What needs to be done: One part of the entries below is wanted: the lines from the one containing "Tag every instance of the horse's neck" through the one containing "Tag every instance of the lawn". Write those out exactly and nothing else.

Material for this task:
|---|

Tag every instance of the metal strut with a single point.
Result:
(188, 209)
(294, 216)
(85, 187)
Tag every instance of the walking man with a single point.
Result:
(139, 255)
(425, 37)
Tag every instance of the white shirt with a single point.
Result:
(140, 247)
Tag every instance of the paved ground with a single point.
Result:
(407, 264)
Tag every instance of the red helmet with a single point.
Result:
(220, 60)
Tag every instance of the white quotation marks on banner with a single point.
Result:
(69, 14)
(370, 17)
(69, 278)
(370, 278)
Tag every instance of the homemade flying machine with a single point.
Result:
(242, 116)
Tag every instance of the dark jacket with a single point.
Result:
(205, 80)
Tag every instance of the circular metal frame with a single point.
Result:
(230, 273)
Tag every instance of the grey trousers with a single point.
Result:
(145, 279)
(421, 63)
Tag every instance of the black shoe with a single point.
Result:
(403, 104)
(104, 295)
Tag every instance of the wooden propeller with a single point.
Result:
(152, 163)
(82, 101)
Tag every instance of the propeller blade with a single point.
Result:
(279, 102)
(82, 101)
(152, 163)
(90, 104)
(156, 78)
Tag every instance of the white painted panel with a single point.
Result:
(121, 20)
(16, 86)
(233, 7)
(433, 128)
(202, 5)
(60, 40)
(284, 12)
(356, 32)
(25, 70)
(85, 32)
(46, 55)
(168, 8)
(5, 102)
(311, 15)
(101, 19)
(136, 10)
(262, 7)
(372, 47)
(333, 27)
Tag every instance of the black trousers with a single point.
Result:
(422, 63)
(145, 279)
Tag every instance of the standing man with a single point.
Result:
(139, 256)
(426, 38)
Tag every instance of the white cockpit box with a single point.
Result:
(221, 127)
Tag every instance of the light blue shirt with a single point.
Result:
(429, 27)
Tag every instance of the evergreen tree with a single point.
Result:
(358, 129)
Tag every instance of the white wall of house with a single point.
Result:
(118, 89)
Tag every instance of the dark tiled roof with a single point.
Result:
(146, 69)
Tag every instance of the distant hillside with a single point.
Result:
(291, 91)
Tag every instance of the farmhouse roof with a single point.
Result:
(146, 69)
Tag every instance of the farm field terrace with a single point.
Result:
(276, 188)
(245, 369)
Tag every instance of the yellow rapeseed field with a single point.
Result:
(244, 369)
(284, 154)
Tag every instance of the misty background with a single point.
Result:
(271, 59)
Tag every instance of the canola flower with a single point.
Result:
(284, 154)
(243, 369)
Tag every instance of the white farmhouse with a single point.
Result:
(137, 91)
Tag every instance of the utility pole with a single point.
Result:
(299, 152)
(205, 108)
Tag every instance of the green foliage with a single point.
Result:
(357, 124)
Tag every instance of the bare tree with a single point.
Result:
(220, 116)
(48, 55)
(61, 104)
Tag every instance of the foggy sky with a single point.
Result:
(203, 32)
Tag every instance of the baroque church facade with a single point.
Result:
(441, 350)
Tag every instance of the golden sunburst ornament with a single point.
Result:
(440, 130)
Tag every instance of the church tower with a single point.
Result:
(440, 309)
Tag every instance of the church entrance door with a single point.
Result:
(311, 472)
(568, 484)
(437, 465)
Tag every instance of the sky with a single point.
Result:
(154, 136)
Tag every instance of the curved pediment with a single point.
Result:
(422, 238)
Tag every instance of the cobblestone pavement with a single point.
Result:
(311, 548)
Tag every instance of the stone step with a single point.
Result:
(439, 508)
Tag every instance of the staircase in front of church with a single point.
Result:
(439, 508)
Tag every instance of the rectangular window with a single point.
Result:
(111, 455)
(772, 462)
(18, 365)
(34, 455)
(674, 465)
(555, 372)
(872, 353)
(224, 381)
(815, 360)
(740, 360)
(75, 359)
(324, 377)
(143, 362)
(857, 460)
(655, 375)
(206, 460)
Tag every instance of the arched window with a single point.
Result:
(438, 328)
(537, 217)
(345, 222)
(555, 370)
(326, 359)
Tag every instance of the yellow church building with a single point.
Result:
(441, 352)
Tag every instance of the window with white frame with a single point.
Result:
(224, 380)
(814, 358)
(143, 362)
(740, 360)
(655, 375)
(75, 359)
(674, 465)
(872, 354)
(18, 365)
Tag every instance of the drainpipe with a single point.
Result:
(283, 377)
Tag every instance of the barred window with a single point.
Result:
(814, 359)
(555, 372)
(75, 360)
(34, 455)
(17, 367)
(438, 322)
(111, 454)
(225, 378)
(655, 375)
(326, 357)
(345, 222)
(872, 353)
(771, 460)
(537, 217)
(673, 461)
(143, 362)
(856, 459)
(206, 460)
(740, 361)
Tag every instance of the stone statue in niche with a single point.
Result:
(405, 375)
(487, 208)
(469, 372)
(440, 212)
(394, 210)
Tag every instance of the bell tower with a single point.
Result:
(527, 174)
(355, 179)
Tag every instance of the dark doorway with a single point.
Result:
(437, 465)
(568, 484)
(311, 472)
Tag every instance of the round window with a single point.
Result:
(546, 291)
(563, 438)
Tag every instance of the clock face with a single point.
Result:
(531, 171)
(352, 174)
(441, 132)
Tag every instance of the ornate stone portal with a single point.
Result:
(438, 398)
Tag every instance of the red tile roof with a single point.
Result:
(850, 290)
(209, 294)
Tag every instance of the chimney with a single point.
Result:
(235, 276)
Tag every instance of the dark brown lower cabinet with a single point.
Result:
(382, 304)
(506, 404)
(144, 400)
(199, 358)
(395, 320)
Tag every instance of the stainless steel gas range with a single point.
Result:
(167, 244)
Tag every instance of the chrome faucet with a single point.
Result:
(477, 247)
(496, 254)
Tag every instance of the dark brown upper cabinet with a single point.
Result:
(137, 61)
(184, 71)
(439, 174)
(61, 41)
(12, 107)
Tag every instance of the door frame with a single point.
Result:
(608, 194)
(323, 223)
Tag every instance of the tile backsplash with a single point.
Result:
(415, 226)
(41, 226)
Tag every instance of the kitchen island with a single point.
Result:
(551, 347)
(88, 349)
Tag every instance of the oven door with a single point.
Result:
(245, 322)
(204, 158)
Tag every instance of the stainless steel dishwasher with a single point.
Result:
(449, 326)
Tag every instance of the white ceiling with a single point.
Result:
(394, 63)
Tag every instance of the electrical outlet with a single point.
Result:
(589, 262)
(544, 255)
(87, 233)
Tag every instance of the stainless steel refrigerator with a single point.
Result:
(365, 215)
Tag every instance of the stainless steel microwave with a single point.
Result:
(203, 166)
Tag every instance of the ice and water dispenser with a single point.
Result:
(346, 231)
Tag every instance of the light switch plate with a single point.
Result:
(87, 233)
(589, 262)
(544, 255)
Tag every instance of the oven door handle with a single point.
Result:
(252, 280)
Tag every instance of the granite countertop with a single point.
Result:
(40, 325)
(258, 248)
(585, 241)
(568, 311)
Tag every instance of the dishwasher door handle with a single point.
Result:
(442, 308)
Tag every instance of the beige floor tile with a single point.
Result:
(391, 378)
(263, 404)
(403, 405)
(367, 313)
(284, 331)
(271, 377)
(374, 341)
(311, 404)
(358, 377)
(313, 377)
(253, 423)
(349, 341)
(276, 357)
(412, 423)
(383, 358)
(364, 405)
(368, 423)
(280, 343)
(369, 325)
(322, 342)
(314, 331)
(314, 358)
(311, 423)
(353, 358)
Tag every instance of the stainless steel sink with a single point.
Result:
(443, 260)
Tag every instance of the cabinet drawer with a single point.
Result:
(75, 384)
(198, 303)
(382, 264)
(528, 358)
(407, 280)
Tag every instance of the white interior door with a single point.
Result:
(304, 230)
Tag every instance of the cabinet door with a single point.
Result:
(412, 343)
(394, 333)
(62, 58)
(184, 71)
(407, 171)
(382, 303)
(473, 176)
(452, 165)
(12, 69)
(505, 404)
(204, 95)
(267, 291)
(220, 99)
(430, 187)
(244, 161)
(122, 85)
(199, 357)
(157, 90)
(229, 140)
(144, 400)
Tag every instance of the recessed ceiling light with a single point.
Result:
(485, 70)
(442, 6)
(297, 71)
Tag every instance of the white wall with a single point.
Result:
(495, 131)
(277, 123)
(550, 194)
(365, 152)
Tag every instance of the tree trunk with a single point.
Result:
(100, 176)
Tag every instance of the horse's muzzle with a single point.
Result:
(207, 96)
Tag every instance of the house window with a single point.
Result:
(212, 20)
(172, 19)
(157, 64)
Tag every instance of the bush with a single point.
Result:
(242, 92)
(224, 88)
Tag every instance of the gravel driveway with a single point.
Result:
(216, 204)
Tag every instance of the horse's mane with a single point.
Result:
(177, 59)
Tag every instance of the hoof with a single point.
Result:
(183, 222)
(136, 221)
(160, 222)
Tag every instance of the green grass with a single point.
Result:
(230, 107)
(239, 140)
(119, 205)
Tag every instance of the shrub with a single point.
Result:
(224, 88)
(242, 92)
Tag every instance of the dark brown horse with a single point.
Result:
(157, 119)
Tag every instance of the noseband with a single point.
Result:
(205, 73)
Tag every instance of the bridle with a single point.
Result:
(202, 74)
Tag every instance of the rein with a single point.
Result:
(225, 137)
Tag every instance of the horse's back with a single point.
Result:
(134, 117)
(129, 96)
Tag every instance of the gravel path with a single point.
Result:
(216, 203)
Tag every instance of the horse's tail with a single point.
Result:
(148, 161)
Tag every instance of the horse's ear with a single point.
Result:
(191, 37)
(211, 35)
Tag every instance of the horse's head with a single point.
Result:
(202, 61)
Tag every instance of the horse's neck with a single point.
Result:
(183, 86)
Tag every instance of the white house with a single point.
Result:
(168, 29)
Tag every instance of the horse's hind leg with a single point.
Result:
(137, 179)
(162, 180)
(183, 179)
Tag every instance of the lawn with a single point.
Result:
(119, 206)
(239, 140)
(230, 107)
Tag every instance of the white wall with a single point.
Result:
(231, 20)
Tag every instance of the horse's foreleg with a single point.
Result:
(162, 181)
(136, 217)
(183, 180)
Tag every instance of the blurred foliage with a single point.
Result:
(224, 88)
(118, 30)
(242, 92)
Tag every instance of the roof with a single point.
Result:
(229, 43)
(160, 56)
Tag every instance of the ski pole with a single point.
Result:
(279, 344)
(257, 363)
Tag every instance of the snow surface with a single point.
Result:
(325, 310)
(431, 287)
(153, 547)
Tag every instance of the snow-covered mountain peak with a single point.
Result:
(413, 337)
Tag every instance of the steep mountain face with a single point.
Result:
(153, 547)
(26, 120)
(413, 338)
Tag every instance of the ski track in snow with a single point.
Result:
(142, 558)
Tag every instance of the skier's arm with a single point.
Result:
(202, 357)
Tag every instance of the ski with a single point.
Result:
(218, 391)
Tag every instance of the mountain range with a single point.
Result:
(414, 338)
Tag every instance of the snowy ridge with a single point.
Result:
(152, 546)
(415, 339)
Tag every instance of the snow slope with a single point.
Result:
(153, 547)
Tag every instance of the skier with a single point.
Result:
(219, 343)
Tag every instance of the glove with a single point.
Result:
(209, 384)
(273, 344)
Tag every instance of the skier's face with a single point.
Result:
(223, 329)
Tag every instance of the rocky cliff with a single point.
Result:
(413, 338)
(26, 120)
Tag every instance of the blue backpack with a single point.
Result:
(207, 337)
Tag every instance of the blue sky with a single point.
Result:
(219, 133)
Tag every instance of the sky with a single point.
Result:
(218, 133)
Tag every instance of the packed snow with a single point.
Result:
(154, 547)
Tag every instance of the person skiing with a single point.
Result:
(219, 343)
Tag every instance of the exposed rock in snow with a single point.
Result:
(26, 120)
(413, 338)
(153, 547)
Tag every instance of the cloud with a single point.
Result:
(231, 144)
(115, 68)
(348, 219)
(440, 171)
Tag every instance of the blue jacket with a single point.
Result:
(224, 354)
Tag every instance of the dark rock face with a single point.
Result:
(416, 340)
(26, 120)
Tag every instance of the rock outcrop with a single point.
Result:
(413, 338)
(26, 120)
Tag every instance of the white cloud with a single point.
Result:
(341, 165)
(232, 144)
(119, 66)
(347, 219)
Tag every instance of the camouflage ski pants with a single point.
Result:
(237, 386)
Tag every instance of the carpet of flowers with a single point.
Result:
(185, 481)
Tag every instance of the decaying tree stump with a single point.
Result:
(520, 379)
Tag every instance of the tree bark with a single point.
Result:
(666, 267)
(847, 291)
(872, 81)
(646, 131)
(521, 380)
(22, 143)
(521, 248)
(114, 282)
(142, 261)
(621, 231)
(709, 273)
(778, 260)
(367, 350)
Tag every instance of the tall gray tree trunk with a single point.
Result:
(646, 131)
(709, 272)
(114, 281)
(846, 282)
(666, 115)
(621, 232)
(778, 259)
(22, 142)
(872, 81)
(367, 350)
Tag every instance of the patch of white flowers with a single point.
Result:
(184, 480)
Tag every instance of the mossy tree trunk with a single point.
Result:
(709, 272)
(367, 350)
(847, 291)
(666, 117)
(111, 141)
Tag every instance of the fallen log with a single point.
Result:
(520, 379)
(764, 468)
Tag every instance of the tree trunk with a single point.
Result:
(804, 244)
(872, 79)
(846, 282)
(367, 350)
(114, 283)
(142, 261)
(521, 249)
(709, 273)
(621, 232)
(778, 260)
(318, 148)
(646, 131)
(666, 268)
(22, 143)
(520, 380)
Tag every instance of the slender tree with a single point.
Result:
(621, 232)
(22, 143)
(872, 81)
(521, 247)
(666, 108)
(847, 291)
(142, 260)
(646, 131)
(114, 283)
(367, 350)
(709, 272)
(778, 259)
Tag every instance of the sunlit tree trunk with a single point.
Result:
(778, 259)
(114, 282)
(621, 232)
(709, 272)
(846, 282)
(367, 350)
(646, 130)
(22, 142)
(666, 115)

|---|

Response for this exercise:
Tag every instance of the horse's neck with a single point.
Result:
(183, 86)
Tag every instance of the white house with a single point.
Result:
(168, 29)
Tag every instance of the horse's hind leg with a single point.
Result:
(137, 179)
(162, 180)
(183, 179)
Tag every instance of the lawn with a single point.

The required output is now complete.